• Problem requirements: Rewrite every item below, substituting "enclosing rectangle" for each occurrence of "bounding box" and leaving everything else unchanged.

** BEGIN Task material **

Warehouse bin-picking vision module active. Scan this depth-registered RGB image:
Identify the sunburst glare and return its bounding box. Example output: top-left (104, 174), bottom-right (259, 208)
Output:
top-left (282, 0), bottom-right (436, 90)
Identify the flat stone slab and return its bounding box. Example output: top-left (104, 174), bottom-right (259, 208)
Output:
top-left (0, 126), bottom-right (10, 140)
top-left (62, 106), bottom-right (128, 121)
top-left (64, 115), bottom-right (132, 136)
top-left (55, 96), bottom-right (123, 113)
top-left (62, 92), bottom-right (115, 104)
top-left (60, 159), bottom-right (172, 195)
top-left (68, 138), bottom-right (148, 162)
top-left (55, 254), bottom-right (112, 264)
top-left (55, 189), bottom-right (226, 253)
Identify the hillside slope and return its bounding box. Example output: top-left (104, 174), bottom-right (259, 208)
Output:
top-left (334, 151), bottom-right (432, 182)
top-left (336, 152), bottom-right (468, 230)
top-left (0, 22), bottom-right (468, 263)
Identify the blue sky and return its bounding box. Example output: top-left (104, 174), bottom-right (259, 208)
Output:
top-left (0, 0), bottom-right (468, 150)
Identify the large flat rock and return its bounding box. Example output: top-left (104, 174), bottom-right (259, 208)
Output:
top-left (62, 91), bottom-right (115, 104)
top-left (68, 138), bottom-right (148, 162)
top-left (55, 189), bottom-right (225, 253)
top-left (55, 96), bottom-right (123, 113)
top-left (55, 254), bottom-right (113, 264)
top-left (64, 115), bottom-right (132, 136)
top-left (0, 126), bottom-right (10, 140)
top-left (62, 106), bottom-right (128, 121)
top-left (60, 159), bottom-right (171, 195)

** END Task material **

• Task answer:
Warehouse bin-picking vision module active. Scan this depth-registered RGB image:
Identify the sunburst glare and return its enclosing rectangle. Example output: top-left (104, 174), bottom-right (259, 208)
Output:
top-left (282, 0), bottom-right (436, 90)
Identify the flat stone slab and return its enclosing rectangle. Example output: top-left (104, 174), bottom-right (259, 208)
Output:
top-left (0, 126), bottom-right (10, 140)
top-left (62, 106), bottom-right (128, 121)
top-left (64, 115), bottom-right (132, 136)
top-left (55, 96), bottom-right (123, 113)
top-left (62, 92), bottom-right (115, 104)
top-left (60, 159), bottom-right (172, 195)
top-left (68, 138), bottom-right (148, 162)
top-left (55, 254), bottom-right (112, 264)
top-left (55, 189), bottom-right (226, 253)
Identify the hillside slope and return its enclosing rectangle. Example output: top-left (104, 174), bottom-right (259, 208)
Output:
top-left (334, 151), bottom-right (432, 182)
top-left (336, 152), bottom-right (468, 230)
top-left (0, 22), bottom-right (468, 263)
Identify the blue sky and return its enclosing rectangle. Example output: top-left (104, 174), bottom-right (259, 208)
Output:
top-left (0, 0), bottom-right (468, 150)
Identify the large flat rock and return its enclosing rectangle. Example output: top-left (104, 174), bottom-right (259, 208)
Output:
top-left (62, 91), bottom-right (115, 104)
top-left (68, 138), bottom-right (148, 162)
top-left (55, 189), bottom-right (225, 253)
top-left (55, 96), bottom-right (123, 113)
top-left (55, 254), bottom-right (113, 264)
top-left (64, 115), bottom-right (132, 136)
top-left (0, 126), bottom-right (10, 140)
top-left (62, 106), bottom-right (128, 121)
top-left (60, 159), bottom-right (171, 195)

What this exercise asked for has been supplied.